── Given data

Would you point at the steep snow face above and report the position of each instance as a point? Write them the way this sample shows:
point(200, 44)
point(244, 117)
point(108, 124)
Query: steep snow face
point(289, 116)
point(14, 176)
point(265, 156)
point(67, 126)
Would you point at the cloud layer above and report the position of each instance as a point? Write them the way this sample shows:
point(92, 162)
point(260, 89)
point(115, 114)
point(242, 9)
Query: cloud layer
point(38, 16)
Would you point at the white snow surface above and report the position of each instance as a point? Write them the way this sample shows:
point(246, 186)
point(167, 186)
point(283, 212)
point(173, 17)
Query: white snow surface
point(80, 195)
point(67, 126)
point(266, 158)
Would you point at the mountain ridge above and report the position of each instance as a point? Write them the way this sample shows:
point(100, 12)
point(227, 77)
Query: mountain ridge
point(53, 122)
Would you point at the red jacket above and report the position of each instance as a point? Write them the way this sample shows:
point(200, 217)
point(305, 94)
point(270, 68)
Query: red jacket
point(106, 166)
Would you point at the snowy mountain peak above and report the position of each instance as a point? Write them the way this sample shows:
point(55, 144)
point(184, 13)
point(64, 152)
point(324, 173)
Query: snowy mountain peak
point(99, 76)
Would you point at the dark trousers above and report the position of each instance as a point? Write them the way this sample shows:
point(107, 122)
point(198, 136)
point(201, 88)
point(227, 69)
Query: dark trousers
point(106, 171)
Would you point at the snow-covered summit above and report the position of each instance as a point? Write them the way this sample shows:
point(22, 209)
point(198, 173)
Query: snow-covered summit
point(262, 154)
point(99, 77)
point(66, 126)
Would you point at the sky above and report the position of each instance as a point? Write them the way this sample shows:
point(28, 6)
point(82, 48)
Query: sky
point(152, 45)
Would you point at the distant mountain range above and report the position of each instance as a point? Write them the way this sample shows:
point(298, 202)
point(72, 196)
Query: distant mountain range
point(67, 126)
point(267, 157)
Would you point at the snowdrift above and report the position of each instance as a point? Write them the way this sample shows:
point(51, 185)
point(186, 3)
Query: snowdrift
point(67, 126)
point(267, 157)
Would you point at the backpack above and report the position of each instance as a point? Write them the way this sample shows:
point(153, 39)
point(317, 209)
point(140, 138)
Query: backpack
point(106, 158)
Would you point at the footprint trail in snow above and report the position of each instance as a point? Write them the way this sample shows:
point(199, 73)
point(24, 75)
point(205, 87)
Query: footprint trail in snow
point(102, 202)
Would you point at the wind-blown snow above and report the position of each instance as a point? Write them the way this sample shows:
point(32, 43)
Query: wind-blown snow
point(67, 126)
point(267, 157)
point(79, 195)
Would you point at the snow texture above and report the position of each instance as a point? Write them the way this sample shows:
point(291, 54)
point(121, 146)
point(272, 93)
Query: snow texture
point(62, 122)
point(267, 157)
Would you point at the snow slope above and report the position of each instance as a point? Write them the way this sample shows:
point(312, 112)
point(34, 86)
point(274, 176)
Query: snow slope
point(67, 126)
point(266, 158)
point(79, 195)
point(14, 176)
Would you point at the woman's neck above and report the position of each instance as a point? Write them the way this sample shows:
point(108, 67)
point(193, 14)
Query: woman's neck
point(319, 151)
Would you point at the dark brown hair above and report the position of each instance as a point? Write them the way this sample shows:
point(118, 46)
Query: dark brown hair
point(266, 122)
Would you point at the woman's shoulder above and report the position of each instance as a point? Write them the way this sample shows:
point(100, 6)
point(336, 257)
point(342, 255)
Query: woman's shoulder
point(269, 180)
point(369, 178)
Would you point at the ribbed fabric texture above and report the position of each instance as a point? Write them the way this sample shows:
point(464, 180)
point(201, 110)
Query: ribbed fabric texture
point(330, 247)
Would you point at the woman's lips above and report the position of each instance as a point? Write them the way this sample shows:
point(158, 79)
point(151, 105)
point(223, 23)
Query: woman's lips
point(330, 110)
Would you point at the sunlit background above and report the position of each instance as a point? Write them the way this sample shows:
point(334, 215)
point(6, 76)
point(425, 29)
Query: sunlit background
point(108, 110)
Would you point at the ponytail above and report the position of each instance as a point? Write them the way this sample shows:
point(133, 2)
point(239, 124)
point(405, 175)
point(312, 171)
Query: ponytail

────

* Work instructions *
Only a number is wanted here: how many lines in the data above include the string "ponytail"?

* Exercise response *
2